:: What the exercise asks ::
The data must be returned exactly. No line may be left out.

:: Provided records ::

Content starts

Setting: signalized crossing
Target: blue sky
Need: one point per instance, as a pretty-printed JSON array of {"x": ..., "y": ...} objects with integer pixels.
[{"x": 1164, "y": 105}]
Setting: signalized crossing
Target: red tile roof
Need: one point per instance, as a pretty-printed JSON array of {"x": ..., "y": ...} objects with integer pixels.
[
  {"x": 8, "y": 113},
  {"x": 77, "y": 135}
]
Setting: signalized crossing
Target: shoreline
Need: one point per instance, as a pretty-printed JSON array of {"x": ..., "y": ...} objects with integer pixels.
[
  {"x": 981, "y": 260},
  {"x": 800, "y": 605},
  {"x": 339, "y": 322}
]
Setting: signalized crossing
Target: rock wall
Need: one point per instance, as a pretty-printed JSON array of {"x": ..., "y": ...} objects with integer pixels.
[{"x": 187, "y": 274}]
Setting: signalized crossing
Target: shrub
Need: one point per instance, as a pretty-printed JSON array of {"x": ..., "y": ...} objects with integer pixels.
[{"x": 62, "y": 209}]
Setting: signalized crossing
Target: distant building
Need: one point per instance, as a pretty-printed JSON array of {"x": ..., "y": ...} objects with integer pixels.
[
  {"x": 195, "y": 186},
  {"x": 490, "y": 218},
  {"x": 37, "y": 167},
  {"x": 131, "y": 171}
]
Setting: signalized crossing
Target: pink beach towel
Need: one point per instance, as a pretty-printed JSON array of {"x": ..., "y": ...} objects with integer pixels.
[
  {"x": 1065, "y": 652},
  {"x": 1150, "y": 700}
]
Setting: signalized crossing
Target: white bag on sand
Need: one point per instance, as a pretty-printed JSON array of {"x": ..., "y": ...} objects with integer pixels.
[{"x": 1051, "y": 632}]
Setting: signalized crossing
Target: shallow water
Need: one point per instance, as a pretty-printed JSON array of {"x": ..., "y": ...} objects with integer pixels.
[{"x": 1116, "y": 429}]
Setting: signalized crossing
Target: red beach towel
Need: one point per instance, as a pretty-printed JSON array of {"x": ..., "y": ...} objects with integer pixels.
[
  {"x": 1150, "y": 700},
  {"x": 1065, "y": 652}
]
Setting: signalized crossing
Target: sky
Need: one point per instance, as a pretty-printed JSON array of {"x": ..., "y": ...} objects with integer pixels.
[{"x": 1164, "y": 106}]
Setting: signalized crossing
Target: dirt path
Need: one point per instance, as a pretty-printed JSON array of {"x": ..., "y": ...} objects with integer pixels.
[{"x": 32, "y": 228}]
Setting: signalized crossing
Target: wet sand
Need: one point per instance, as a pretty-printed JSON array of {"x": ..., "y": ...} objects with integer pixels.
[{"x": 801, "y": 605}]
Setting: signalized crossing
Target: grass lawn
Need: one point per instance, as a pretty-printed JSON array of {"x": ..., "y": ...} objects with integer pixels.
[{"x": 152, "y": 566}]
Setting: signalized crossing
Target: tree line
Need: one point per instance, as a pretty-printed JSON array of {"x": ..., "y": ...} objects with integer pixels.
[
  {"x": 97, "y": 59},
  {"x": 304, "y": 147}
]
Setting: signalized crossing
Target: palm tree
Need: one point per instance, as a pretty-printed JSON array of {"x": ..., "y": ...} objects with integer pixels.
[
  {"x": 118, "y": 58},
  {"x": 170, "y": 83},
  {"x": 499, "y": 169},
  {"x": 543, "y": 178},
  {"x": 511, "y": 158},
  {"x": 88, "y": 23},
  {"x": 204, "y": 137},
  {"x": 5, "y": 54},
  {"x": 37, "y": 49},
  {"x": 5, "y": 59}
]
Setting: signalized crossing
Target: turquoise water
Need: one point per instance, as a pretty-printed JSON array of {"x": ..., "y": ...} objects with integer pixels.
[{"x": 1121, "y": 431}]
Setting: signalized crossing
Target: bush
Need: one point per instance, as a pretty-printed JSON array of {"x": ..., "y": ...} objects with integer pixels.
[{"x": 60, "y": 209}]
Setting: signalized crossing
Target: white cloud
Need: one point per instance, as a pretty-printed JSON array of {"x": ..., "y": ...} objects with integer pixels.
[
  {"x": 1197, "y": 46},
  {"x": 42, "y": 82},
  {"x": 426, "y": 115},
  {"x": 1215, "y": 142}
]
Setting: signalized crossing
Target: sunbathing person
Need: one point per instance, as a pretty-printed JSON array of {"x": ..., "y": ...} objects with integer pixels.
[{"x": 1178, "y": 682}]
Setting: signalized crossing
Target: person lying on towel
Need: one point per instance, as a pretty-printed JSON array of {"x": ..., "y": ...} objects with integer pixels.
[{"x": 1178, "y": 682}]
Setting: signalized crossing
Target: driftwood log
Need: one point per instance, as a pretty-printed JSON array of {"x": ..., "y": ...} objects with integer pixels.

Content ends

:: Solution for this exercise ::
Setting: signalized crossing
Target: blue sky
Need: one point per instance, as a pretty-printed JSON array of {"x": ..., "y": ...} objects with integer pixels.
[{"x": 1164, "y": 105}]
Setting: signalized crossing
Target: red tile roof
Need: one point per instance, as a pretty-printed JSON array of {"x": ..., "y": ...} objects with integer pixels.
[
  {"x": 8, "y": 113},
  {"x": 77, "y": 135}
]
Setting: signalized crossing
Target: shoreline
Need: one point per instance, as a pretty-printed JSON array of {"x": ..., "y": ...} objects with integer pixels.
[
  {"x": 981, "y": 260},
  {"x": 800, "y": 605},
  {"x": 339, "y": 322}
]
Setting: signalized crossing
Target: rock wall
Need: one point per instance, as a pretty-printed JSON array of {"x": ..., "y": ...} objects with integer pixels.
[{"x": 187, "y": 274}]
Setting: signalized crossing
Target: shrub
Need: one point per instance, as a pretty-printed JSON array of {"x": ..., "y": ...} objects with integer pixels.
[{"x": 62, "y": 209}]
Setting: signalized crossing
Target: distant building
Need: one point per instance, as a pretty-printed JSON array of {"x": ..., "y": ...} objects with integer pixels.
[
  {"x": 195, "y": 186},
  {"x": 490, "y": 218},
  {"x": 37, "y": 167},
  {"x": 131, "y": 171}
]
Setting: signalized crossing
Target: pink beach towel
Need: one point per instance, as a pretty-printed JSON array of {"x": ..., "y": ...} objects with integer pixels.
[
  {"x": 1065, "y": 652},
  {"x": 1150, "y": 700}
]
Setting: signalized crossing
Target: white bag on sand
Need: one point per instance, as a pretty-printed JSON array of {"x": ..., "y": ...} objects with integer pixels.
[{"x": 1051, "y": 632}]
Setting: signalized crossing
Target: shallow water
Need: one point per instance, as a pretty-printed JSON array of {"x": ..., "y": ...} objects with integer pixels.
[{"x": 1116, "y": 429}]
Setting: signalized crossing
Target: red beach towel
Need: one point per instance, as a pretty-printed JSON array of {"x": ..., "y": ...} objects with integer pixels.
[
  {"x": 1150, "y": 700},
  {"x": 1065, "y": 652}
]
Setting: signalized crossing
Target: sky
Need: one point per instance, as a pretty-printed JSON array of {"x": ..., "y": ...} objects with integer pixels.
[{"x": 1164, "y": 106}]
Setting: signalized crossing
Target: dirt path
Need: one point per instance, as a pretty-printed JSON array of {"x": ..., "y": ...} objects with integer pixels.
[{"x": 32, "y": 228}]
Setting: signalized crossing
Target: wet sand
Need: one point per instance, as a pretty-printed JSON array of {"x": ..., "y": ...} objects with integer pixels.
[{"x": 801, "y": 605}]
Setting: signalized crossing
Target: grass lawn
Need: one point per instance, as a pretty-printed JSON array of {"x": ..., "y": ...} objects with integer pixels.
[{"x": 152, "y": 566}]
Setting: signalized crossing
Target: tree line
Need: one point per instance, as a pretty-printed JSON array of {"x": ..., "y": ...} objects with integer pixels.
[
  {"x": 97, "y": 59},
  {"x": 304, "y": 147}
]
Setting: signalized crossing
Target: palm tree
Need: one point per instance, as a pretty-printed JSON array of {"x": ..., "y": ...} objects with integer pixels.
[
  {"x": 118, "y": 58},
  {"x": 170, "y": 83},
  {"x": 499, "y": 169},
  {"x": 543, "y": 178},
  {"x": 511, "y": 158},
  {"x": 88, "y": 23},
  {"x": 204, "y": 137},
  {"x": 5, "y": 54},
  {"x": 37, "y": 49},
  {"x": 5, "y": 59}
]
Setting: signalized crossing
Target: turquoise water
Need: one point per instance, as a pretty-printed JSON array of {"x": ..., "y": ...} objects with integer pixels.
[{"x": 1121, "y": 431}]
Setting: signalized crossing
Target: bush
Need: one point per instance, as a pretty-printed JSON array of {"x": ..., "y": ...} objects with integer pixels.
[{"x": 60, "y": 209}]
Setting: signalized crossing
Target: white cloud
Need: one point per instance, as a pretty-printed JSON array of {"x": ..., "y": ...} objects with integer pixels.
[
  {"x": 1197, "y": 46},
  {"x": 42, "y": 82},
  {"x": 426, "y": 115},
  {"x": 1215, "y": 142}
]
Setting: signalized crossing
Target: sunbathing person
Need: one point per instance, as a pretty-printed JSON array of {"x": ..., "y": ...} objects with integer pixels.
[{"x": 1178, "y": 682}]
Setting: signalized crossing
Target: person lying on towel
Need: one point per instance, as a pretty-printed JSON array of {"x": ..., "y": ...} objects with integer pixels.
[{"x": 1178, "y": 682}]
Setting: signalized crossing
Target: driftwood log
Need: one point per instance, as a pretty-printed JSON array of {"x": ..., "y": ...} objects with integer pixels.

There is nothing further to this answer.